** Begin Extracted entries **

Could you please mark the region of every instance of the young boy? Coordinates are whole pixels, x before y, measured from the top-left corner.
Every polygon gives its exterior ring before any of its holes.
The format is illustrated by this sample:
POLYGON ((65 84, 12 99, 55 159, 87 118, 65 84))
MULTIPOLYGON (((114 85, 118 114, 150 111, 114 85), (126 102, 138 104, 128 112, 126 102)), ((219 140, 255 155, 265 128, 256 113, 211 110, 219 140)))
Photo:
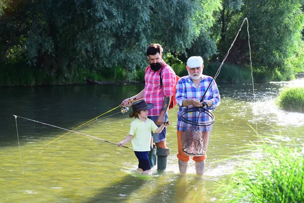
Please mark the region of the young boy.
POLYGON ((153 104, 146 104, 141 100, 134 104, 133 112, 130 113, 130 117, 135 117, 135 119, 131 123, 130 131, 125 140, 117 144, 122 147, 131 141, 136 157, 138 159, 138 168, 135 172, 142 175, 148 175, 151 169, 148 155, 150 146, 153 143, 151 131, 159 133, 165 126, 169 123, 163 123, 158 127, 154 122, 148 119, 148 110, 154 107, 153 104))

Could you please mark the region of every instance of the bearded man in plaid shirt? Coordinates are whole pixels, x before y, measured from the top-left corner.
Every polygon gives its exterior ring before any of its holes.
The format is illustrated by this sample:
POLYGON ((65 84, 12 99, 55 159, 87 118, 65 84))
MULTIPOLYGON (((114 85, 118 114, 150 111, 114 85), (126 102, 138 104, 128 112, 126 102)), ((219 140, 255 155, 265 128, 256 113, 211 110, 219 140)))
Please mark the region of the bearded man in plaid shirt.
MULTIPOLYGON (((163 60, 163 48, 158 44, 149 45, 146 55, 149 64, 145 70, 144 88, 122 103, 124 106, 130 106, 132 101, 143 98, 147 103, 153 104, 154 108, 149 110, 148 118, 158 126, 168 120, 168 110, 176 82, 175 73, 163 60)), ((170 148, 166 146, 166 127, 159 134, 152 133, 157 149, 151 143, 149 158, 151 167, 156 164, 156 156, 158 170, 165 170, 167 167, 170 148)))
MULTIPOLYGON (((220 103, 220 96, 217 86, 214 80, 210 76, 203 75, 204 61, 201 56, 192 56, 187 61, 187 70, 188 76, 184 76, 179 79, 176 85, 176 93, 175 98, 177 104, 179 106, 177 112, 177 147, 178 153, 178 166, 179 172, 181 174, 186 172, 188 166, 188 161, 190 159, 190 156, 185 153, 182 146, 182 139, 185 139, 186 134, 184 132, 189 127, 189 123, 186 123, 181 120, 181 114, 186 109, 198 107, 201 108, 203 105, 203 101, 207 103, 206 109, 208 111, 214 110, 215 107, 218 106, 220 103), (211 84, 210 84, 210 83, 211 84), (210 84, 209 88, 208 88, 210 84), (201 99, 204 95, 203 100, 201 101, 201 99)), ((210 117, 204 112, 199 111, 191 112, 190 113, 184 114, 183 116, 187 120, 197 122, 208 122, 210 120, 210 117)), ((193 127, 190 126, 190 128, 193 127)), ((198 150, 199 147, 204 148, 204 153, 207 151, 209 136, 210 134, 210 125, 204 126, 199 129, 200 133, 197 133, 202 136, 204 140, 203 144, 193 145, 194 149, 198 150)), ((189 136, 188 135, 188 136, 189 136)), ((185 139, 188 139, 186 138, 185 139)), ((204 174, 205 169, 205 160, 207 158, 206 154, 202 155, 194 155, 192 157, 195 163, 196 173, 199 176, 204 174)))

** End Extracted entries **
** Begin Extracted entries **

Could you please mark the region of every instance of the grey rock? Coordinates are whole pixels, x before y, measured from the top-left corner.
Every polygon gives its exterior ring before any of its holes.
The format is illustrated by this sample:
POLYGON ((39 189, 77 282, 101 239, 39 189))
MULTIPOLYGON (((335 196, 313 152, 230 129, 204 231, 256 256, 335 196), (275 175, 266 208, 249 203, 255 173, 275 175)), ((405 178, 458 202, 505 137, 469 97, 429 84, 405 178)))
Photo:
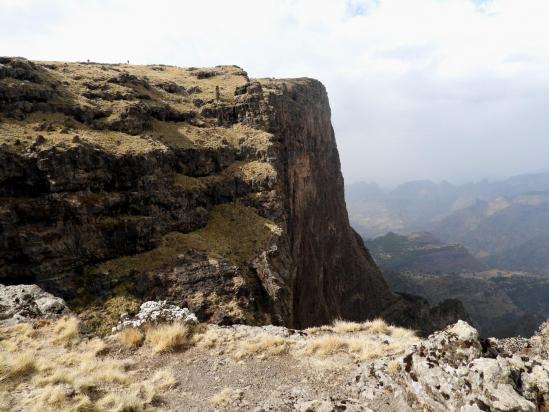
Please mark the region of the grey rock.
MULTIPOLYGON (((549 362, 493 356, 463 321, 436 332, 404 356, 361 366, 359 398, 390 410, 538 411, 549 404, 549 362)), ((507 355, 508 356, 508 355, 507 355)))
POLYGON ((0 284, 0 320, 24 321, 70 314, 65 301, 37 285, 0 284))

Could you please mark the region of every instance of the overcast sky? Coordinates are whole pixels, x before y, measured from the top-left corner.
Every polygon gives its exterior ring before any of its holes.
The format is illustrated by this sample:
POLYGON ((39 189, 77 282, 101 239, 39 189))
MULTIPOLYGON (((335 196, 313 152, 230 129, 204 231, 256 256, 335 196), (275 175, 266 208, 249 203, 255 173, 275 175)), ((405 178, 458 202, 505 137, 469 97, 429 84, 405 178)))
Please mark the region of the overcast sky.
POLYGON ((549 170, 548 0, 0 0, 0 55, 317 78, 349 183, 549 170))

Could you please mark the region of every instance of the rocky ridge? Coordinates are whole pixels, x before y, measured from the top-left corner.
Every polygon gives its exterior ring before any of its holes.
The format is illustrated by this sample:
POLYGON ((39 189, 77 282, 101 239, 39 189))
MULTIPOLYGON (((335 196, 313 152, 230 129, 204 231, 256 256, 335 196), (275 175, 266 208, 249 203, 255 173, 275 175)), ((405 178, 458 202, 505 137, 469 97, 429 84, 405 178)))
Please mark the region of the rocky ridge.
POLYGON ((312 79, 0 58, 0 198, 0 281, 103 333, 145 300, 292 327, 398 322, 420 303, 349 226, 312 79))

** End Extracted entries **

**Aim of the exercise**. Swap "young boy" for "small child" in the listing between the lines holding "the young boy?" and "Please mark the region of the young boy.", inclusive, and write those lines out again with nothing else changed and the picture left out.

**Output for this exercise**.
Could you please mark the region of every instance of the small child? Coordinates are whole pixels, x before y, measured from the top-left corner.
Every polygon gives its exterior ring before any of its holes.
The format is illustrated by this sample:
POLYGON ((65 84, 12 99, 55 159, 87 118, 65 84))
MULTIPOLYGON (((114 85, 118 114, 150 111, 114 85), (126 102, 138 104, 128 112, 126 102)), ((219 140, 255 155, 265 128, 256 113, 211 110, 219 140)))
Photo:
Please mark the region of the small child.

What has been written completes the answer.